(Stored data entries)

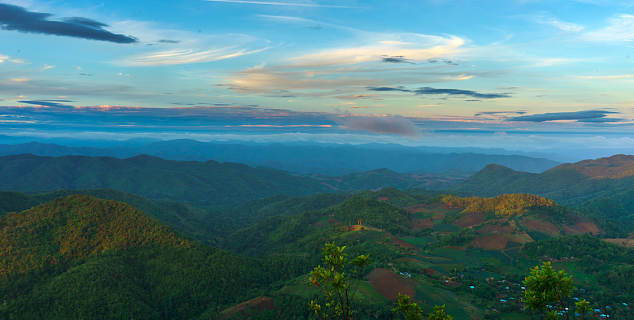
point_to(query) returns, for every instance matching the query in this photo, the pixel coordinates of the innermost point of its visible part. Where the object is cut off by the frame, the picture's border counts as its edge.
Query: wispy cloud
(591, 116)
(559, 24)
(15, 18)
(199, 51)
(620, 28)
(379, 124)
(271, 3)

### WHAT IS EXPECTED
The pictures should be dropped, and every line above should be set down again exactly.

### REPLY TO THE EXERCISE
point_to(query) returns, for every instance matching the query in this photo, the pixel coordinates of the innermost point of its visible part. Where the object is cut off by the frame, the picture's border counts as its edge.
Query: wispy cloud
(591, 116)
(559, 24)
(15, 18)
(199, 51)
(620, 28)
(379, 124)
(271, 3)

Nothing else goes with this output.